**Instructions to follow**
Filter the listing below down to the lines containing the word "grpcurl".
···
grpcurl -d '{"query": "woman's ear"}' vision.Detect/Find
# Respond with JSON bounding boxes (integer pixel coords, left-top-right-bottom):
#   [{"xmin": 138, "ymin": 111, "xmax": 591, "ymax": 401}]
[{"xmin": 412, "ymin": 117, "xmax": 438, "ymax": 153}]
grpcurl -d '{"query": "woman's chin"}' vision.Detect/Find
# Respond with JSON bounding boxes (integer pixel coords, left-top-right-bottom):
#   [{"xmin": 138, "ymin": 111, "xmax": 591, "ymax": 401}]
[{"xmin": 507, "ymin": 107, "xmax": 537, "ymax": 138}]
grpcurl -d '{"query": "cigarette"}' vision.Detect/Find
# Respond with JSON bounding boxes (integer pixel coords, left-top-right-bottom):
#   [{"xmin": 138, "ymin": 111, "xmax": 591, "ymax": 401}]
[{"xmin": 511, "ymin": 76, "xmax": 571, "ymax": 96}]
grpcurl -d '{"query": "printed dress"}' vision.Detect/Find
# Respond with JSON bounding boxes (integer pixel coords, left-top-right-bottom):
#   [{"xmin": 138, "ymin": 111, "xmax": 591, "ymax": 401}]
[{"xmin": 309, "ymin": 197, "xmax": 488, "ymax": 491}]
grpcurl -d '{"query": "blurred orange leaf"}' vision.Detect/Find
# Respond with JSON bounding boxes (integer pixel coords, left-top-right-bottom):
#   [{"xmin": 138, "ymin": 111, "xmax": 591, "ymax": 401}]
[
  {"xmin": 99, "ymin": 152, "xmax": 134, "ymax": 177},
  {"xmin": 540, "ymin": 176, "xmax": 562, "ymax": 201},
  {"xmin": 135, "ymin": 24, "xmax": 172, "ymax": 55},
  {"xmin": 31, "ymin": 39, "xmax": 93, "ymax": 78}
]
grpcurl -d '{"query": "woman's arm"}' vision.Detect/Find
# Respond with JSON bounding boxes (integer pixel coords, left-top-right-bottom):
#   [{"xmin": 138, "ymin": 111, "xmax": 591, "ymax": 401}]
···
**Task solution**
grpcurl -d '{"query": "woman's ear"}' vision.Detect/Find
grpcurl -d '{"query": "woman's chin"}' vision.Detect/Find
grpcurl -d '{"query": "cigarette"}' vision.Detect/Find
grpcurl -d '{"query": "printed dress"}' vision.Detect/Find
grpcurl -d '{"query": "blurred orange leaf"}' vision.Detect/Find
grpcurl -d '{"query": "woman's arm"}' vision.Detect/Find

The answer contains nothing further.